Exercise directions - All the data should be transcribed exactly, with every line kept.

[Region pointing data]
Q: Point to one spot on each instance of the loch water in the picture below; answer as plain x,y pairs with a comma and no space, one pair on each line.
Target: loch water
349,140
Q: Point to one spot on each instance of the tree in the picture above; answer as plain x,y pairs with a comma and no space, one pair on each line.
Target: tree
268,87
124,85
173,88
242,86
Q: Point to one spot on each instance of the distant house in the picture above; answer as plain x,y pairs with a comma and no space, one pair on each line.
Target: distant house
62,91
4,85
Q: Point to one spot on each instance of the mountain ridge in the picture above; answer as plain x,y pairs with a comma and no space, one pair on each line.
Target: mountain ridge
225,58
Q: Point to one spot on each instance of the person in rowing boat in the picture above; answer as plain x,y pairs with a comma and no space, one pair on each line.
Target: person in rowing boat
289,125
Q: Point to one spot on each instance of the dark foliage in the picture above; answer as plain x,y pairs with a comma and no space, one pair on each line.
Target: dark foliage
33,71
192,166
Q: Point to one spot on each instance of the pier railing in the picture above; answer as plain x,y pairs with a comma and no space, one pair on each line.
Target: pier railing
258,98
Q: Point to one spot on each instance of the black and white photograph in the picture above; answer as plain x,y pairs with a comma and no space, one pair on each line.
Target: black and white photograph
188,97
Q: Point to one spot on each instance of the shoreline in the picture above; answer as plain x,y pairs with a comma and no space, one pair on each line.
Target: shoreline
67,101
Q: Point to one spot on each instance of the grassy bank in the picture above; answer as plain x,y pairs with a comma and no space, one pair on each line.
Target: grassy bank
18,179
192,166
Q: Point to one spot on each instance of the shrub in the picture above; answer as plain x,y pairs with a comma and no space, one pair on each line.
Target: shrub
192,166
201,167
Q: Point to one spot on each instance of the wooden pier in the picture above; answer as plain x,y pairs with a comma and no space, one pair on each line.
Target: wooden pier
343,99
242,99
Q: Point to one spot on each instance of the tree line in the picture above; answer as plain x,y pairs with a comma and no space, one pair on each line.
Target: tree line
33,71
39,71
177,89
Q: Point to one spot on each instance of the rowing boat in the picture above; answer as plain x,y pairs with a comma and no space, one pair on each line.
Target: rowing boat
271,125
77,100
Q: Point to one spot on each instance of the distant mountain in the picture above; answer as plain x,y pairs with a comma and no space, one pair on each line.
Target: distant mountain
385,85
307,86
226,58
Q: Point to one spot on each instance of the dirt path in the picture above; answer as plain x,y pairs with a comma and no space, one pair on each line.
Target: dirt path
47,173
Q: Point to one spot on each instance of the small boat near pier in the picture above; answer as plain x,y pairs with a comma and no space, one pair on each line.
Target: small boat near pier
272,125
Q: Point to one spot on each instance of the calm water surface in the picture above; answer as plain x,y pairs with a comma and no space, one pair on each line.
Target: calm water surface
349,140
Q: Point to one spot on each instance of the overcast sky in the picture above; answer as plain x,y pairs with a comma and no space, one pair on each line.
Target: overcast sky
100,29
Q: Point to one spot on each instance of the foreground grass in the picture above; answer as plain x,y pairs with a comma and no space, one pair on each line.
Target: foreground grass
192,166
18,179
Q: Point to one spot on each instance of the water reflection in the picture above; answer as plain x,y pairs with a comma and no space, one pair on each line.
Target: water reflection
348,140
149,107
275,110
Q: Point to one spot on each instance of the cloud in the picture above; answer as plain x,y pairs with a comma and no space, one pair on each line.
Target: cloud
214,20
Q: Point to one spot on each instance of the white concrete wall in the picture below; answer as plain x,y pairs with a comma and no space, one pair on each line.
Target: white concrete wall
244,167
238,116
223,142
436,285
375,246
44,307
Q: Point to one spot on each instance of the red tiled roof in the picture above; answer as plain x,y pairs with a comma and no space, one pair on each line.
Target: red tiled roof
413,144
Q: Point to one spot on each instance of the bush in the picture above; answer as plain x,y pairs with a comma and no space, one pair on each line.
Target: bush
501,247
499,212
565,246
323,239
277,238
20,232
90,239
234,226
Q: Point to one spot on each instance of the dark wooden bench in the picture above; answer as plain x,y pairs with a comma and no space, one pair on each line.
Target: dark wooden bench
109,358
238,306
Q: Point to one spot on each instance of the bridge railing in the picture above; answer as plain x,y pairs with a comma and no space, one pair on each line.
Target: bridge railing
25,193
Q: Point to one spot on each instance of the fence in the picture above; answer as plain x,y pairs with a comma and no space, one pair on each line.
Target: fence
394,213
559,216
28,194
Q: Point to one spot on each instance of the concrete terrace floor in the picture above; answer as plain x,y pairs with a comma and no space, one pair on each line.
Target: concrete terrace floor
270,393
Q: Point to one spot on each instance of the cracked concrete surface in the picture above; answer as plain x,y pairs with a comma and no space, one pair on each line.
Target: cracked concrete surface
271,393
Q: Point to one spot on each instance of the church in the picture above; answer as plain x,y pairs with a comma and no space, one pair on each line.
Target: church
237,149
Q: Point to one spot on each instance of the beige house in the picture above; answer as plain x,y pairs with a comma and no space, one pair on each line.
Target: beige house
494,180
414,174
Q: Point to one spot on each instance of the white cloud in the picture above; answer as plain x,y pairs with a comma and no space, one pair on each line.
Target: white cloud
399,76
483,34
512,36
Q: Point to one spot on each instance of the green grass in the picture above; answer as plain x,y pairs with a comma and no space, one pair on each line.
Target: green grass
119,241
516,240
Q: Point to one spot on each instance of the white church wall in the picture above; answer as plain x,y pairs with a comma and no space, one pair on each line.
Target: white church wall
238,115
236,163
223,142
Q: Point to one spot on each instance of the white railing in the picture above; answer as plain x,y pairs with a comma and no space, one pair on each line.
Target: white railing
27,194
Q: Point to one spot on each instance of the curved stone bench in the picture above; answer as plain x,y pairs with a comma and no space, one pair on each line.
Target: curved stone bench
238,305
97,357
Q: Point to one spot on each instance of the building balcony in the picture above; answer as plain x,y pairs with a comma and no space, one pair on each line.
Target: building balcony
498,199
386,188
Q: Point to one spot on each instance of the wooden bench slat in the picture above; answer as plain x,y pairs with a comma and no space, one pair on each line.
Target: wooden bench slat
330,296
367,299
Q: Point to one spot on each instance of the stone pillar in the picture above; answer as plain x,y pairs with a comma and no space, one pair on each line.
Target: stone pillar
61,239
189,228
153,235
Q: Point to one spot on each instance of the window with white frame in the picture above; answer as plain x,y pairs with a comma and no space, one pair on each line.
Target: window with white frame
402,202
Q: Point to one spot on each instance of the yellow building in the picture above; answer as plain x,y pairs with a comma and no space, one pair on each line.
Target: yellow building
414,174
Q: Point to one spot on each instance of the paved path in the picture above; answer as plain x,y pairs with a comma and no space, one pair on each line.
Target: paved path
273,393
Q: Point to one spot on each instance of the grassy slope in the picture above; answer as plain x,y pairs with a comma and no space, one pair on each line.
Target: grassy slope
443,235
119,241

Solution -
Q: Point to one spot on each instance of the loch water in the picture below; answer as plain x,y pairs with a comma and no space, one pair on each line.
Target: loch water
349,140
Q: Point to one spot on each instance of the tree in the picture above; answer as plain x,y pairs with a comma and no space, one pair on each line.
Target: tree
268,87
124,85
173,88
242,86
Q: Point to one spot on each instance of the distant house in the picture above; answer as plain x,y pairs with a comma and no space, one pair on each line.
Target: distant house
62,91
4,85
Q: Point to one spot on each instance of the mountain ridge in the picture above; answer as plain x,y pairs with a comma and no space, one pair on each line.
Target: mountain ridge
225,58
Q: Point to one spot on each instance of the person in rowing boat in the picture above; answer as plain x,y pairs with a comma and no space, one pair on each line.
Target: person in rowing boat
289,125
Q: Point to one spot on each instance of the dark foliage in the picture above; answer as plain x,y pairs with a comma and no space, one pair on each line.
Target: dark foliage
33,71
192,166
Q: Point to one spot on each instance of the pier railing in the picture above; answer as plain x,y pairs with a comma and no space, one pair on each line.
Target: pier railing
258,98
Q: Point to one spot on each instance of the black and white photograph in the picture above; answer as plain x,y pairs with a comma and no space, one pair on each line.
Target: black and white photograph
188,97
Q: Point to one spot on each instance of the shoreline in the picture above; answer as plain x,y pairs with a comma and no space, one pair on each line.
Target: shoreline
67,101
Q: Point to one spot on each instance of the grassy bank in the picture above; answer as plain x,y pairs with a comma and no space, one pair on each line.
Target: grassy bank
18,179
192,166
Q: Point to one spot on each instance of the shrub in the picture above; answer as plain x,y pairs with a comma and no space, one pair on each line.
Target: shrub
192,166
201,167
Q: Point to one spot on each instance of the wooden pier in the picture above; answer as plain x,y pairs with a comma and no space, one pair on each line.
Target: wooden pier
343,99
242,99
Q: Point to one spot on each instance of the tree line in the picture above; answer as plain x,y pairs with a comma and no space, one pair on each line.
Target: tree line
33,71
39,71
177,89
Q: Point to one spot on each instance of the rowing boat in the picture above; answer as plain x,y pairs with a comma and no space, one pair on each line.
Target: rowing boat
271,125
77,100
Q: Point to one spot on each instance of the distant mountain in the picture above; answer as plain x,y pairs with a comma and no space, one pair on each line.
Target: distant mountain
385,85
307,86
226,58
Q: Point to one spot on each instance of the dirt path in the picture above; answer as plain x,y pairs with a comma and no space, one pair on each line.
Target: dirt path
47,173
Q: Point to one spot on each instance of the small boat near pier in the picture above; answer as plain x,y pairs with a comma and no space, one pair on each line.
Target: small boat near pier
272,125
Q: Point to one spot on each instance of the calm water surface in the picture above; answer as plain x,y pairs with a comma and no space, one pair on each line.
Target: calm water surface
349,140
Q: Point to one spot on each instance of the overcast sky in the picture above; answer as plain x,y pairs with a comma and no space, one pair on each line.
Target: overcast sky
100,29
Q: Point to one spot on each instance of the foreground grass in the picture above; answer as plain x,y pairs with a comma and no space, one pair on each line.
Target: foreground grass
192,166
18,179
Q: Point to one spot on each instance of the water reflection in the picture above; answer as plain x,y pairs with a comma and no space, one pair on each line.
Target: water reflection
348,140
149,107
275,110
Q: Point to one spot on each instance of the cloud in the picture above; answer as plain x,y pairs with a comma and no space, one pair on each line.
Target: cloud
214,20
Q: Point to one spot on each instance of the white concrete wall in the picture below; answer as plain x,y pairs with a comma and no space, one pair on each line.
Target: white concrete wall
244,167
238,116
223,142
436,285
375,246
44,307
Q: Point to one spot on each instance of the red tiled roof in the picture above; answer as plain x,y pairs with a comma and no space, one pair on each line.
Target: red tiled roof
413,144
Q: Point to one spot on each instance of the bush in the picture above; answer as plain x,y pairs with a comma and no space, one pair on each line.
Target: bush
501,247
499,212
565,246
323,239
277,238
20,232
90,239
234,226
Q: Point to one spot on each instance of the dark wooden bench in the picture above; answer as plain x,y pairs with a comma and no space, one pair on each line.
Target: dark wooden bench
109,358
238,306
Q: Point to one spot on each instance of the bridge railing in the picture above; answer as plain x,y pairs with a comma and no space, one pair on each line.
Target: bridge railing
25,193
Q: Point to one spot on each instance of the fence in the picture above; answer as plain x,y pairs with a comma and no space, one pair on each line.
Target: fence
394,213
559,216
28,194
Q: Point to one spot on each instance of the concrete terrace floor in the picture above; answer as plain x,y pairs with a comma and no space, one pair on each line.
Target: concrete terrace floor
270,393
Q: Point to one spot on each instance of the cracked concrete surface in the picture above; answer as plain x,y pairs with a comma and no space, one pair on each line.
Target: cracked concrete surface
271,393
Q: Point to one spot on each instance of the church in the picture above; answer as plain x,y pairs with a comma and no space, one pair on each line.
Target: church
237,149
Q: Point to one spot on each instance of the beige house in the picture above; answer as plain x,y pairs with a comma and no space, one pair on each line.
Target: beige house
494,180
414,174
Q: Point to one spot on each instance of the white cloud in the picture above; answer as plain x,y pairs with a comma and no space, one pair on each line.
Target: white cloud
399,76
483,34
512,36
Q: Point to one spot on each instance of the green grass in the picture above; answer as plain x,y pairs with a comma and no space, one pair on each line.
Target: green grass
119,241
516,240
Q: Point to one spot on each instance of the white church wall in the picture above; answer as plain x,y pairs with a comma and no space, one pair on each line.
Target: white church wall
238,115
236,163
223,142
Q: Point to one spot on each instance of the white railing in the picture above; answer as plain x,y pairs with a comma and no space, one pair on each line.
Target: white railing
27,194
Q: Point to one spot on each instance of the curved stone bench in the picture above; answer as plain x,y pairs with a comma and no space, one pair on each line.
Target: curved stone bench
238,305
97,357
Q: Point to one spot on each instance of the building balcony in the picture above; answer as plain x,y pairs with a comma and no space, one pair on each line.
Target: building balcony
498,199
386,188
Q: Point to one spot on each instance of the wooden bench slat in the picture above; answer as plain x,y pairs with a comma and no space, one pair on each line.
Target: wooden bench slat
330,296
367,299
Q: Point to one spot on each instance of the stone pillar in the picture above; answer as plain x,y pairs with a comma and no space, one pair on each line.
Target: stone pillar
61,239
189,228
153,235
Q: Point to one spot on each instance of the window with white frame in the picture above; answer as plain x,y pairs with a comma and no space, one pair on each line.
Target: window with white frame
402,202
Q: Point to one spot on each instance of the yellow building in the picture above; answer as plain x,y pairs with a comma and no space, one pair on each line.
Target: yellow building
414,174
Q: Point to one spot on each instance of the paved path in the picture above; answer as plain x,y pairs with a comma and no space, one pair on each line.
Target: paved path
273,393
Q: Point to one spot on each instance of the grassy slope in the picture above; answer as plain x,y pairs with a comma and no space, one pair on each line.
Target: grassy slope
443,235
119,241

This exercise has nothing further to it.